• **Dataset content**

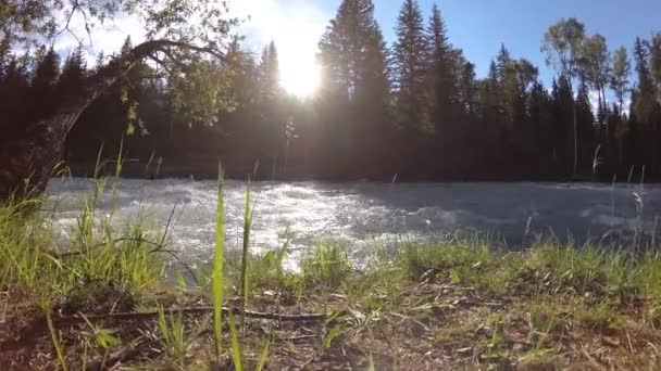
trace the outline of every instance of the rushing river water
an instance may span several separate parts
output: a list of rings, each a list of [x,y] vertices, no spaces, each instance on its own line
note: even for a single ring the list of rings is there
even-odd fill
[[[216,183],[180,179],[121,179],[116,199],[99,203],[100,213],[114,207],[119,223],[144,217],[165,225],[174,213],[172,238],[189,261],[211,257],[215,231]],[[58,222],[66,233],[76,222],[86,179],[57,179],[49,193]],[[239,248],[246,183],[226,182],[227,240]],[[637,195],[641,203],[636,201]],[[258,182],[253,184],[253,247],[283,244],[286,231],[292,248],[332,238],[347,241],[353,253],[375,242],[436,239],[458,229],[492,232],[508,243],[529,235],[554,233],[578,241],[631,235],[645,228],[656,233],[661,216],[661,187],[560,183],[376,183]],[[360,256],[360,255],[359,255]]]

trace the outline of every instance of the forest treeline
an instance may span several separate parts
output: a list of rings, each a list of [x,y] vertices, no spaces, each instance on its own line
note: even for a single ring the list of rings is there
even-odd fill
[[[103,156],[122,146],[129,161],[180,176],[214,176],[221,158],[237,177],[259,162],[262,179],[626,180],[644,167],[661,179],[661,33],[609,50],[568,18],[540,40],[556,72],[550,86],[504,44],[494,46],[488,76],[478,78],[438,7],[426,15],[404,0],[389,44],[372,0],[345,0],[319,43],[314,97],[279,85],[275,43],[254,55],[235,37],[211,66],[222,78],[209,81],[222,80],[226,97],[213,120],[196,119],[216,106],[203,97],[180,104],[204,76],[182,89],[141,62],[86,110],[66,159],[89,167],[102,145]],[[96,66],[130,47],[128,38],[117,54],[86,61],[83,46],[62,57],[52,47],[18,52],[3,42],[0,135],[52,115]]]

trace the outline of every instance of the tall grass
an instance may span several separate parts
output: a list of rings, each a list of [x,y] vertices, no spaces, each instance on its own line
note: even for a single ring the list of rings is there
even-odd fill
[[[223,277],[223,257],[225,250],[225,201],[223,193],[223,168],[219,165],[217,208],[215,222],[215,247],[213,255],[212,295],[213,295],[213,334],[215,343],[216,362],[220,364],[223,342],[223,292],[225,281]]]
[[[241,296],[244,299],[244,308],[248,306],[248,272],[250,264],[250,230],[252,229],[252,209],[250,205],[250,178],[246,187],[246,204],[244,205],[244,248],[241,254]],[[242,321],[241,321],[242,322]]]

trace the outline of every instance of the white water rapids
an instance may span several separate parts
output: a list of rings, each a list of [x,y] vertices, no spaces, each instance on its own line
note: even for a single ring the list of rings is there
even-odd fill
[[[57,222],[66,233],[80,214],[91,182],[54,179],[49,187]],[[240,248],[246,183],[226,181],[226,234]],[[637,196],[641,202],[636,201]],[[276,248],[292,235],[299,253],[324,238],[346,241],[356,257],[374,243],[437,239],[476,230],[521,244],[527,236],[599,240],[644,228],[654,235],[661,216],[661,186],[588,183],[377,183],[255,182],[252,248]],[[216,182],[183,179],[120,179],[116,199],[107,191],[98,213],[122,223],[142,217],[163,227],[172,214],[174,248],[190,263],[211,258],[215,233]]]

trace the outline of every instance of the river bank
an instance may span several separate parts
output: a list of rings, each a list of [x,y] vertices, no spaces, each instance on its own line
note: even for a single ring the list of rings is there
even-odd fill
[[[288,242],[226,257],[216,357],[210,266],[179,265],[167,226],[114,228],[93,201],[65,242],[48,217],[0,209],[1,369],[660,366],[658,246],[507,252],[477,235],[375,248],[360,267],[334,242],[298,271]]]

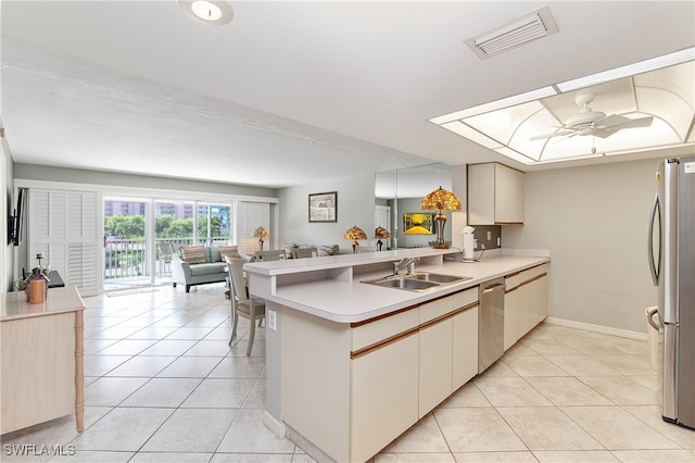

• **Instructions for the task**
Rewrite the part of the records that opens with the line containing "trace the outline of every instance of the white" and closes at the end of the records, changing "white water rapids" to "whitewater rapids" and keeping everything else as it is. Leave the pictures out of your answer.

• **Result**
trace the outline of every instance of the whitewater rapids
an instance may span several separate parts
output: a list of rings, each a list of [x,y] vertices, no spaces, each instance on its own line
note: even for a single ring the list of rings is there
even-odd fill
[[[57,222],[66,233],[80,214],[91,182],[54,179],[49,187]],[[240,248],[246,183],[226,181],[226,234]],[[637,196],[641,202],[636,201]],[[276,248],[292,235],[299,253],[324,238],[346,241],[356,257],[374,243],[437,239],[476,230],[521,244],[527,236],[599,240],[644,228],[654,235],[661,216],[661,186],[588,183],[377,183],[255,182],[252,248]],[[216,182],[183,179],[120,179],[116,199],[107,191],[98,213],[122,223],[142,217],[163,227],[172,214],[174,248],[190,263],[211,258],[215,233]]]

trace the outline of every instance of the river bank
an instance may span several separate parts
output: a list of rings, each a list of [x,y] vertices, no spaces, each instance on its own line
note: even for a single ring the list of rings is there
even-odd fill
[[[288,242],[226,257],[216,357],[210,266],[179,265],[167,226],[114,228],[93,201],[65,242],[48,217],[0,209],[1,369],[660,366],[658,246],[507,252],[477,235],[375,248],[360,267],[334,242],[298,271]]]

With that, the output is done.